Source text

(begin)

Advanced
========
:code:`rashdf` provides convenience methods for generating
Zarr metadata for HEC-RAS HDF5 files. This is particularly useful
for working with stochastic  ensemble simulations, where many
HEC-RAS HDF5 files are generated for different model realizations,
forcing scenarios, or other sources of uncertainty.

To illustrate this, consider a set of HEC-RAS HDF5 files stored
in an S3 bucket, where each file represents a different simulation
of a river model. We can generate Zarr metadata for each simulation
and then combine the metadata into a single Kerchunk metadata file
that includes a new "sim" dimension. This combined metadata file
can then be used to open a single Zarr dataset that includes all
simulations.

The cell timeseries output for a single simulation might look
something like this::

    >>> from rashdf import RasPlanHdf
    >>> plan_hdf = RasPlanHdf.open_uri("s3://bucket/simulations/1/BigRiver.p01.hdf")
    >>> plan_hdf.mesh_cells_timeseries_output("BigRiverMesh1")
    <xarray.Dataset> Size: 66MB
    Dimensions:                              (time: 577, cell_id: 14188)
    Coordinates:
    * time                                 (time) datetime64[ns] 5kB 1996-01-14...
    * cell_id                              (cell_id) int64 114kB 0 1 ... 14187
    Data variables:
        Water Surface                        (time, cell_id) float32 33MB dask.array<chunksize=(3, 14188), meta=np.ndarray>
        Cell Cumulative Precipitation Depth  (time, cell_id) float32 33MB dask.array<chunksize=(3, 14188), meta=np.ndarray>
    Attributes:
        mesh_name:  BigRiverMesh1

Note that the example below requires installation of the optional
libraries :code:`kerchunk`, :code:`zarr`, :code:`fsspec`, and :code:`s3fs`::

    from rashdf import RasPlanHdf
    from kerchunk.combine import MultiZarrToZarr
    import json

    # Example S3 URL pattern for HEC-RAS plan HDF5 files
    s3_url_pattern = "s3://bucket/simulations/{sim}/BigRiver.p01.hdf"

(end)

What is being asked
Please list the optional libraries that the rashdf documentation above says must be installed for its example.

Excerpted data

(begin)

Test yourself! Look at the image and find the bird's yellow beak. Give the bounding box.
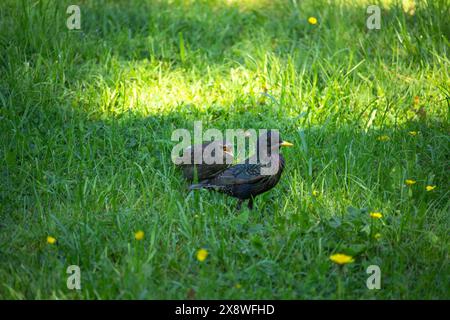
[280,141,294,147]
[223,146,234,157]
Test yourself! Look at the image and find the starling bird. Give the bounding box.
[179,141,233,182]
[189,130,293,210]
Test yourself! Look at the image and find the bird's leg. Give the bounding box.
[248,198,253,210]
[236,199,243,211]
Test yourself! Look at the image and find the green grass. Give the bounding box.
[0,0,450,299]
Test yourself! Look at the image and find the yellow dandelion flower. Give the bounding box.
[370,212,383,219]
[330,253,355,265]
[134,230,145,241]
[47,236,56,244]
[197,248,208,262]
[377,135,391,141]
[308,17,317,25]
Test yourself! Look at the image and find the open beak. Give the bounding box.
[280,141,294,147]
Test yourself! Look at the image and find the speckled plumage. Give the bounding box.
[179,141,233,182]
[190,131,285,208]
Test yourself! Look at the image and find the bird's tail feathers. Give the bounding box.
[189,183,205,191]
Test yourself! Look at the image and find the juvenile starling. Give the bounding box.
[190,130,293,210]
[179,141,233,182]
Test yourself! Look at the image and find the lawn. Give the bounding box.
[0,0,450,299]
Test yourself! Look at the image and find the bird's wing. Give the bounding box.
[210,164,267,185]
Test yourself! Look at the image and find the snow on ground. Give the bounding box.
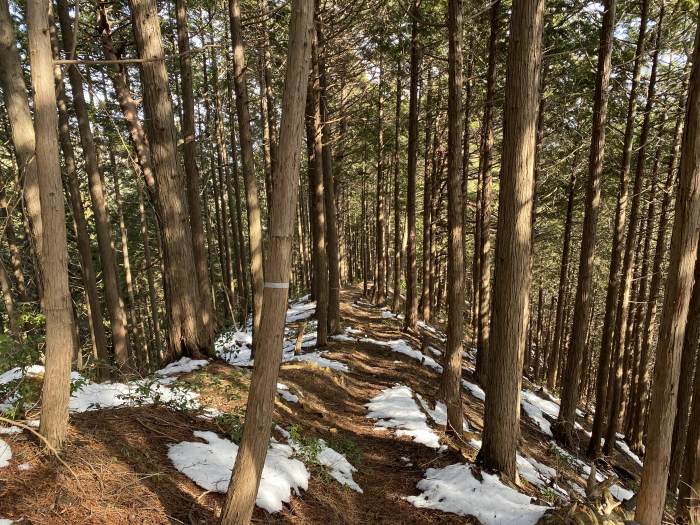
[416,392,469,431]
[0,439,12,468]
[277,383,299,403]
[68,377,199,413]
[462,379,486,401]
[617,439,644,467]
[365,385,440,448]
[405,463,547,525]
[168,431,309,512]
[277,425,363,494]
[156,357,209,376]
[551,441,634,501]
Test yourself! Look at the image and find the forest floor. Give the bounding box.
[0,289,641,525]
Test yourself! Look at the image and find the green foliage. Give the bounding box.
[289,425,323,467]
[214,413,243,443]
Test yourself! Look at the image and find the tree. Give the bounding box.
[635,11,700,525]
[554,0,616,445]
[129,0,209,359]
[402,0,421,331]
[228,0,266,350]
[478,0,544,480]
[442,0,464,435]
[221,0,313,525]
[175,0,216,346]
[27,0,74,449]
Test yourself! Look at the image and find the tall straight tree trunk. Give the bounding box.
[668,260,700,498]
[478,0,544,480]
[628,97,685,453]
[0,187,29,301]
[52,46,109,372]
[139,185,162,365]
[588,0,649,457]
[97,4,156,199]
[315,6,340,335]
[129,0,209,360]
[603,8,664,454]
[374,63,386,306]
[306,31,328,347]
[635,13,700,525]
[404,0,421,331]
[221,0,313,525]
[27,0,75,449]
[546,167,576,392]
[442,0,464,436]
[0,0,43,286]
[420,67,433,323]
[676,334,700,524]
[476,0,501,385]
[58,0,129,368]
[391,71,401,313]
[553,0,616,446]
[228,0,265,350]
[175,0,216,346]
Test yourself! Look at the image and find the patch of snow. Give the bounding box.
[366,385,440,449]
[416,392,469,431]
[405,463,548,525]
[68,377,199,413]
[287,301,316,323]
[283,352,350,372]
[156,357,209,376]
[276,425,363,494]
[0,439,12,468]
[462,379,486,401]
[168,431,309,512]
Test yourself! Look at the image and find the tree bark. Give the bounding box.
[442,0,464,436]
[306,34,328,347]
[478,0,544,481]
[475,0,501,385]
[553,0,616,446]
[58,0,129,368]
[0,0,43,294]
[635,11,700,525]
[547,167,576,392]
[175,0,216,346]
[603,8,664,455]
[315,6,340,335]
[27,0,74,449]
[221,0,313,525]
[404,0,421,331]
[129,0,209,360]
[228,0,265,350]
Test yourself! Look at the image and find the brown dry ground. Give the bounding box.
[0,290,639,525]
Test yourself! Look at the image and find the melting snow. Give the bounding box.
[156,357,209,376]
[277,426,363,494]
[168,431,309,512]
[366,385,440,448]
[405,463,547,525]
[416,392,469,431]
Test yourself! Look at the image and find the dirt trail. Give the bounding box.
[0,289,636,524]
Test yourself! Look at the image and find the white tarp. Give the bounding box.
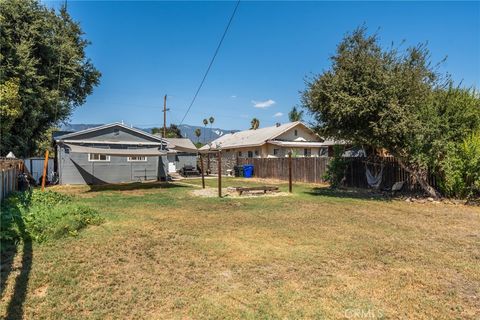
[66,144,167,157]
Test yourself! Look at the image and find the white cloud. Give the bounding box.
[252,99,275,109]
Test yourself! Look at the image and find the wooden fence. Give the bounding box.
[238,157,328,183]
[237,157,438,191]
[345,157,438,191]
[0,159,25,201]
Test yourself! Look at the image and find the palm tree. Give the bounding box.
[195,128,202,143]
[208,117,215,140]
[203,118,208,144]
[250,118,260,130]
[288,107,303,122]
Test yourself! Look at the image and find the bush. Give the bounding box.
[440,131,480,198]
[323,146,348,188]
[0,190,103,250]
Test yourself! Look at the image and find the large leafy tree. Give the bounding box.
[151,123,182,138]
[0,0,100,156]
[288,107,303,122]
[302,28,480,196]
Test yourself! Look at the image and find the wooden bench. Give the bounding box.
[234,186,278,196]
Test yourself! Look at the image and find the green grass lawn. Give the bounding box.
[0,178,480,319]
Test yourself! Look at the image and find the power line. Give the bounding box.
[180,0,240,124]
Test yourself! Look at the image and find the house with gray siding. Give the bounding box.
[55,123,168,184]
[164,138,198,173]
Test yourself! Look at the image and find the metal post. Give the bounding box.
[163,95,167,138]
[42,150,48,191]
[200,153,205,189]
[217,151,222,198]
[288,151,292,193]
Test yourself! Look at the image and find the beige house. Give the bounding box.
[200,121,333,158]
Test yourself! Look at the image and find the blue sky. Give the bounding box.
[48,1,480,129]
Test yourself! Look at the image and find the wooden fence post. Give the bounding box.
[200,153,205,189]
[288,151,292,193]
[217,151,222,198]
[42,150,48,191]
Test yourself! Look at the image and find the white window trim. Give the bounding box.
[88,153,110,162]
[127,156,148,162]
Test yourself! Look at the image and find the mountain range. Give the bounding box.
[60,123,238,143]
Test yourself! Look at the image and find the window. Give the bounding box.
[88,153,110,161]
[127,156,147,162]
[318,147,328,157]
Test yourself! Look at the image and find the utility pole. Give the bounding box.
[163,95,168,138]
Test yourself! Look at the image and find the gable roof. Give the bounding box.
[55,122,165,142]
[200,121,315,151]
[165,138,198,152]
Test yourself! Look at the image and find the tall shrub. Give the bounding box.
[324,146,348,188]
[440,130,480,198]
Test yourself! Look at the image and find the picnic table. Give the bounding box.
[232,186,278,196]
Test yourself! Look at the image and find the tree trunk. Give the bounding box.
[397,158,440,199]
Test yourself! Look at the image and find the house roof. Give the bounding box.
[55,122,164,142]
[165,138,198,152]
[67,144,167,156]
[267,140,328,148]
[200,121,314,151]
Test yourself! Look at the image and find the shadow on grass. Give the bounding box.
[88,182,188,192]
[305,187,395,201]
[0,190,33,319]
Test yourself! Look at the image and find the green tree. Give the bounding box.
[288,107,303,122]
[195,128,202,144]
[0,0,100,156]
[151,123,182,138]
[302,28,480,197]
[0,78,22,138]
[250,118,260,130]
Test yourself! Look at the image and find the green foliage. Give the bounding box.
[0,190,102,250]
[302,28,480,196]
[288,107,303,122]
[0,0,100,156]
[441,131,480,198]
[0,78,22,134]
[323,146,348,188]
[152,123,182,138]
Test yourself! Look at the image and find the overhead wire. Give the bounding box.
[180,0,240,124]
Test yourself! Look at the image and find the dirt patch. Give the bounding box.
[191,188,290,198]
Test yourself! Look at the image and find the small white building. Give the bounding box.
[200,121,334,158]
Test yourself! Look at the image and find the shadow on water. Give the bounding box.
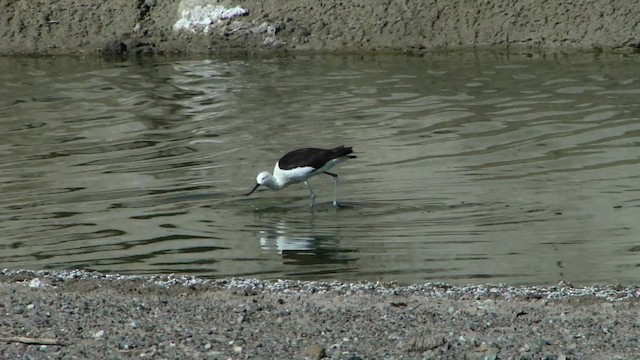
[0,54,640,284]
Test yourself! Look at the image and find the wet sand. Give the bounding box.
[0,270,640,360]
[0,0,640,55]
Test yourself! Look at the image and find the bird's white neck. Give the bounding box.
[261,174,287,190]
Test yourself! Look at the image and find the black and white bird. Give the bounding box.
[245,146,356,207]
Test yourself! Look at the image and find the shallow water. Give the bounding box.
[0,54,640,284]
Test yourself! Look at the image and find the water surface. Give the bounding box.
[0,54,640,284]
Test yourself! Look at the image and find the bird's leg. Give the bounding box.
[324,171,338,207]
[304,181,316,207]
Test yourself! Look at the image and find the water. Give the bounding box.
[0,54,640,284]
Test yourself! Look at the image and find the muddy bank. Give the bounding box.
[0,0,640,54]
[0,271,640,360]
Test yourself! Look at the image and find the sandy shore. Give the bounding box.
[0,0,640,55]
[0,270,640,360]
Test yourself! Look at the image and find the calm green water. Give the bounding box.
[0,54,640,284]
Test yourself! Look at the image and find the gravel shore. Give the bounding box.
[0,270,640,360]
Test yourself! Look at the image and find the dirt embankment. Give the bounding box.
[0,0,640,54]
[0,271,640,360]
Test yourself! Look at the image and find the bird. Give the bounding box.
[244,146,357,207]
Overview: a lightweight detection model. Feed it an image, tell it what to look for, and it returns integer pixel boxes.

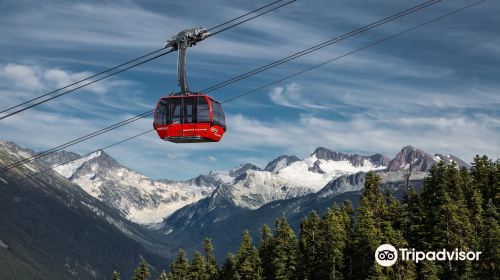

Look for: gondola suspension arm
[165,27,210,95]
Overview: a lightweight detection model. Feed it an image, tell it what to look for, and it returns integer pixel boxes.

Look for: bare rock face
[386,146,469,172]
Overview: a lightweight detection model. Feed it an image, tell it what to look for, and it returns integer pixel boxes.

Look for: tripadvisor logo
[375,244,481,266]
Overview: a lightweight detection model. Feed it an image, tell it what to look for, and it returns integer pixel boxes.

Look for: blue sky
[0,0,500,179]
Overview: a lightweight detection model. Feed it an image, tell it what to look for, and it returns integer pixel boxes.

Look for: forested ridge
[112,156,500,280]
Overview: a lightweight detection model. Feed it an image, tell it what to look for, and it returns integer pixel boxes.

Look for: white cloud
[207,156,217,162]
[269,82,327,109]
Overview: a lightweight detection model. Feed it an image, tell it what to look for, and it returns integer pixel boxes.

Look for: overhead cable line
[16,0,486,182]
[201,0,442,92]
[0,0,297,120]
[0,0,452,172]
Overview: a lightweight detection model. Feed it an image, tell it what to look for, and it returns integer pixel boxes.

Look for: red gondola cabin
[153,93,226,143]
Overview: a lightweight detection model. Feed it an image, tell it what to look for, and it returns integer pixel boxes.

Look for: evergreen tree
[204,238,219,280]
[158,270,168,280]
[320,206,350,280]
[134,259,151,280]
[471,155,500,209]
[352,172,385,279]
[352,172,416,279]
[189,251,208,280]
[478,199,500,279]
[420,261,441,280]
[422,162,475,279]
[233,231,262,280]
[298,211,322,280]
[271,217,298,280]
[259,224,273,280]
[219,254,239,280]
[168,249,189,280]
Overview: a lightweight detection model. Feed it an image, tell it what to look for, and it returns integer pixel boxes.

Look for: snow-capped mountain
[0,141,168,279]
[54,151,217,224]
[386,146,469,172]
[201,148,389,209]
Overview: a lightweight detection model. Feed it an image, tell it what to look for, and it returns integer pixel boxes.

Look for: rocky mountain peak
[229,163,262,178]
[311,147,390,168]
[386,145,437,172]
[264,155,300,173]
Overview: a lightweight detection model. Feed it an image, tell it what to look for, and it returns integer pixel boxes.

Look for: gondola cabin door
[154,94,226,143]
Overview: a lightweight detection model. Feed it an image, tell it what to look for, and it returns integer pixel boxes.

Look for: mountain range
[0,142,468,279]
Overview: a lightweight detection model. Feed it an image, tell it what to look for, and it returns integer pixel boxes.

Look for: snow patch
[54,151,101,178]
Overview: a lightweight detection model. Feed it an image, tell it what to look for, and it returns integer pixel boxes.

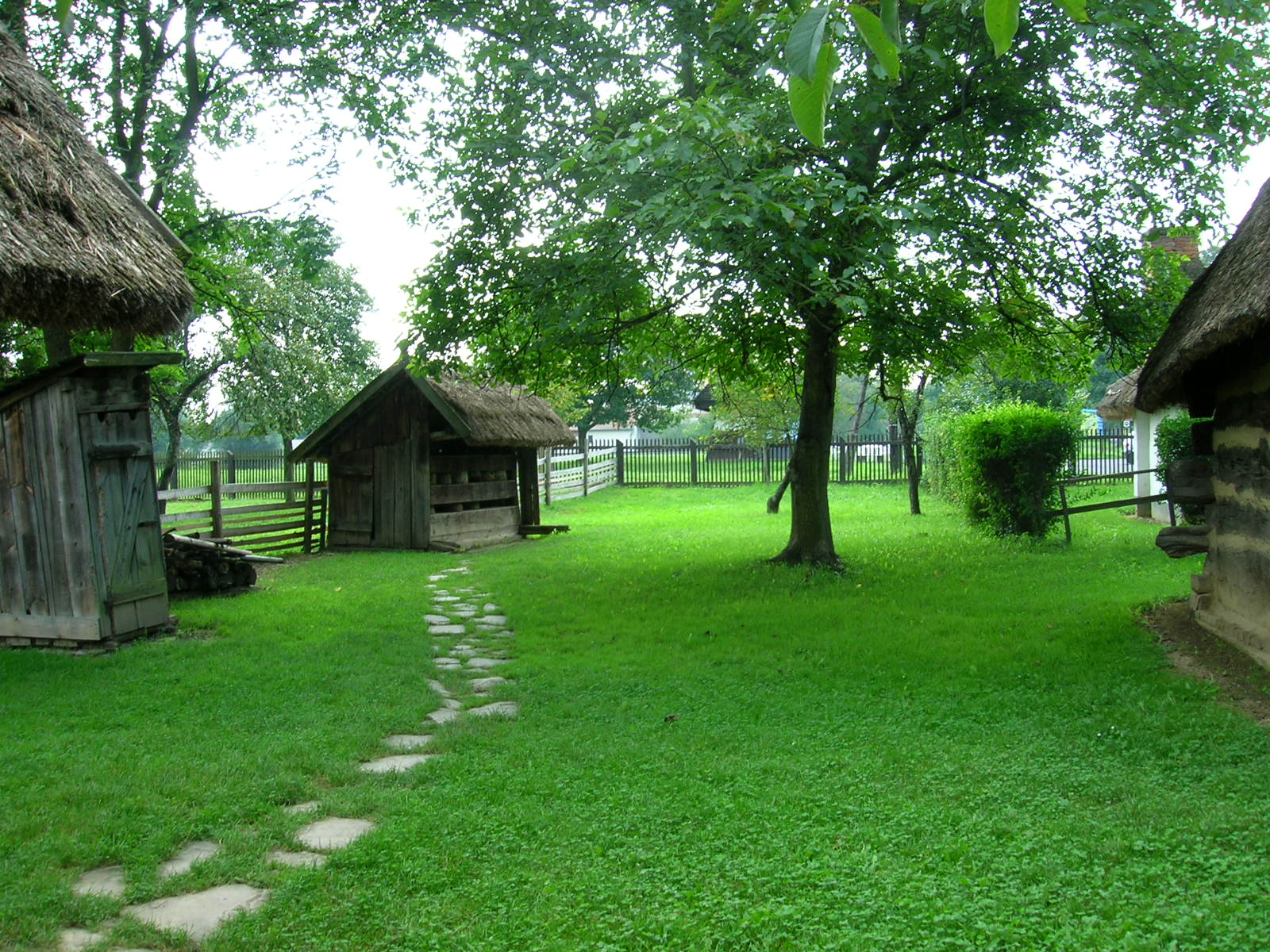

(end)

Exercise solution
kerchunk, zarr, fsspec, and s3fs